• **Exercise**: Should an entry contain an image, leave the image out and repeat the entry's text exactly.
=== Data supplied ===
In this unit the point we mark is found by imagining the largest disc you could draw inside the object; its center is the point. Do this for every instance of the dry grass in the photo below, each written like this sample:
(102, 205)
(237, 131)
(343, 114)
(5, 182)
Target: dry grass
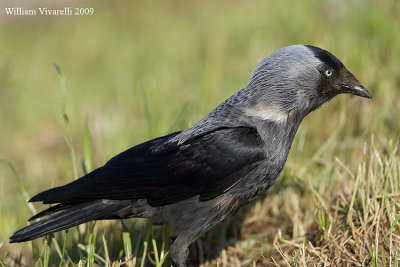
(131, 77)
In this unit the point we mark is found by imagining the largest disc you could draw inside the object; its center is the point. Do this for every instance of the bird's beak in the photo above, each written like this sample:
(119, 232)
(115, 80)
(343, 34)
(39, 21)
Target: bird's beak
(351, 85)
(356, 90)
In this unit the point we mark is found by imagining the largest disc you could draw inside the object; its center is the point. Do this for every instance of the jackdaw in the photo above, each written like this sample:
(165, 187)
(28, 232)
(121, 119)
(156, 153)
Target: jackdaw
(194, 179)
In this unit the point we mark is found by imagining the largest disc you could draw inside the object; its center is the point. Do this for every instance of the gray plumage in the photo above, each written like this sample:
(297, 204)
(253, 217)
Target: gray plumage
(194, 179)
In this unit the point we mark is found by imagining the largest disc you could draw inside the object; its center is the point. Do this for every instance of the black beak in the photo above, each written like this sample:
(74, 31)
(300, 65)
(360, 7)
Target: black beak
(356, 90)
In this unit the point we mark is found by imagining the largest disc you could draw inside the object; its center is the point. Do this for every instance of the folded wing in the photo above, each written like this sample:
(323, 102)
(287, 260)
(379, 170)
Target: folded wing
(206, 166)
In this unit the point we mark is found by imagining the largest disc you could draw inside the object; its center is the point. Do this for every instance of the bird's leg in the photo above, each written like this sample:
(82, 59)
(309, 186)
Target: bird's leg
(179, 250)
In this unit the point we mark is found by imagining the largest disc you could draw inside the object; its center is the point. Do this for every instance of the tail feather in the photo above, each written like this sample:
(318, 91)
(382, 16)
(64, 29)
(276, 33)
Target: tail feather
(71, 216)
(51, 210)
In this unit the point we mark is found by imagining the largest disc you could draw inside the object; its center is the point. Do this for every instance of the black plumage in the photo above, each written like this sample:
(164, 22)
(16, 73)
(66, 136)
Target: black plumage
(193, 179)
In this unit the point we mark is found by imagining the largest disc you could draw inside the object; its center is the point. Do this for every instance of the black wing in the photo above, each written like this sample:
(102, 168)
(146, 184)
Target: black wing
(207, 166)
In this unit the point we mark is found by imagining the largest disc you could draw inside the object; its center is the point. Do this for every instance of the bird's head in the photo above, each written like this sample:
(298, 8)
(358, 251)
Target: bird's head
(298, 77)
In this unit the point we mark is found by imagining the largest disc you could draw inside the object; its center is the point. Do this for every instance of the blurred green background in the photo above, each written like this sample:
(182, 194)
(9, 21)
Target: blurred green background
(140, 69)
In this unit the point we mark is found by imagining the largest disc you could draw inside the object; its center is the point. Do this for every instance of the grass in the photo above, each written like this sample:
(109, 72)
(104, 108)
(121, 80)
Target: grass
(127, 77)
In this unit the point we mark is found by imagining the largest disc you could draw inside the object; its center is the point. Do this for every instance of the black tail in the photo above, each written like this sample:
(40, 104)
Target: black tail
(69, 217)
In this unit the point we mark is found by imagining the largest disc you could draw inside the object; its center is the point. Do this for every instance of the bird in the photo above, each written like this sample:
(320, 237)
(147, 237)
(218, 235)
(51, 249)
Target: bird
(193, 179)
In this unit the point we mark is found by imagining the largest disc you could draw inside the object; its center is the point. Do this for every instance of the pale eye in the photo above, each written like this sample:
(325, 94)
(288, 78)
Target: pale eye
(328, 73)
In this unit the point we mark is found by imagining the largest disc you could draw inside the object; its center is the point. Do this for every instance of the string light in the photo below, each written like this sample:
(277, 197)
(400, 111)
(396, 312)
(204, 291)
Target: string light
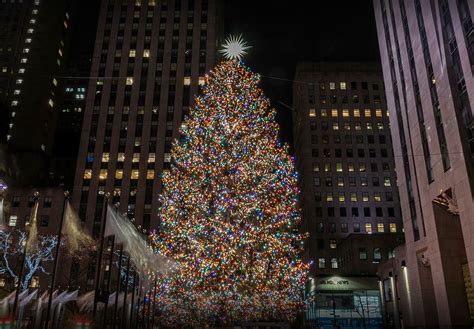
(229, 211)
===
• **Response to this task**:
In this unit the point we mark is found by imagining the largest disc you could draw inside the object; its center is the point. Do this for every instance of the dry grass in the photo below, each written like this sample:
(102, 205)
(237, 131)
(343, 114)
(5, 182)
Target: dry grass
(131, 77)
In this unit the point we mark is found by imagining the largest disc you could draw inside the object; its center is the point. Do this for every instance of the bird's beak in the photo above, each written like this sample:
(119, 232)
(115, 80)
(343, 34)
(39, 21)
Target: bird's beak
(351, 85)
(356, 90)
In this unit the point we mark is found by imagining the largest disc you could draw inside the object; its center is the point. Do this for every instance of the jackdaw in the photo above, each written like this sample:
(165, 187)
(28, 232)
(121, 119)
(156, 153)
Target: jackdaw
(194, 179)
In this unit the point we mark is found by imagining the largest disc you could draw inside the object; its center is the point. Do this for every instance of the gray plumage in the photo above, each written like this sample:
(297, 204)
(253, 217)
Target: gray plumage
(194, 179)
In this unit the point we mark is found by imagining the largest disc you could draw inside the object; its center is the point. Do this for every instance of the black beak in the photo above, each written like this sample:
(74, 31)
(300, 65)
(360, 7)
Target: black beak
(356, 90)
In this unit the point we mark is found by imagining the largest disc you could draw inside the object; its center is the point. Do this for every instance of the folded wing in the photo above, each written like this sample:
(323, 102)
(287, 260)
(379, 170)
Target: folded wing
(206, 166)
In this unit the point we mark is found by imagining the largest disc you could draw inside the object; its center is the point. Do this for every instance of the bird's leg in the photo above, each written like this sample:
(82, 59)
(309, 186)
Target: bird's leg
(179, 250)
In this unit the point we mark is found by imagining the largest disc you could draw inside the object; its center is the point. Do this for every instance of the tail feather in the photo above, each written like this sample:
(318, 91)
(382, 16)
(64, 29)
(276, 33)
Target: tail feather
(71, 216)
(51, 210)
In this unit the point we mark is found by imagining the largest disc you could draw inside the object; its center is the point. Do this for every instance of the black plumage in the photo above, each written like this sample:
(164, 22)
(16, 73)
(66, 136)
Target: black plumage
(193, 179)
In this unit the point we mark is found by imagining the largest disc you could draw inside the object; its center is the point. Do this for every instance of the black wing in the photo above, each written like this sample:
(102, 168)
(146, 184)
Target: black wing
(207, 166)
In this unit the point we mark is found by imagining the largest disc you could draw inside the object; its center is the point. Do this for every instance of the bird's head in the photo above, each written like this sample:
(298, 8)
(358, 251)
Target: bird's head
(298, 77)
In this unit the point we mark is found by imagining the largest disc you could draw inside the object; its center is the point. Do this for every instance of the blurred green background in the photo above, each written like this sample:
(182, 194)
(9, 21)
Target: blurred green background
(140, 69)
In this unit the point we mark is found by imagining the largest disc you could draw inside the object; its center is the point. Do this for every instance of the grass in the photo above, each written like this sample:
(109, 72)
(104, 108)
(121, 80)
Target: grass
(127, 77)
In this unit the point we mark is found by imagining the largest disc you could draw inside the object; its center is the point. Do this for every instance of the black tail in the photo above, each written like this sample:
(40, 104)
Target: black tail
(69, 217)
In this unit the point we mark is found by imagining the largest disc you could draw inside the object; its center is the point. Do this for every instance of the bird in the photo above, each written like this sample:
(320, 237)
(147, 237)
(218, 235)
(51, 249)
Target: bird
(193, 179)
In this unit the point we mark is found by imagining the largest disc you could draw inside the object; its center is the point. Do this for every instance of the pale eye in the photo above, each written like this sample:
(325, 94)
(288, 78)
Target: pale eye
(328, 73)
In this unit the point we mark is found by imagining the largest disc you could draw inside the object; its center is the point. Do this for every instance of the string light in the photo below, each written like this sample:
(277, 197)
(400, 111)
(396, 312)
(204, 291)
Target: string light
(229, 211)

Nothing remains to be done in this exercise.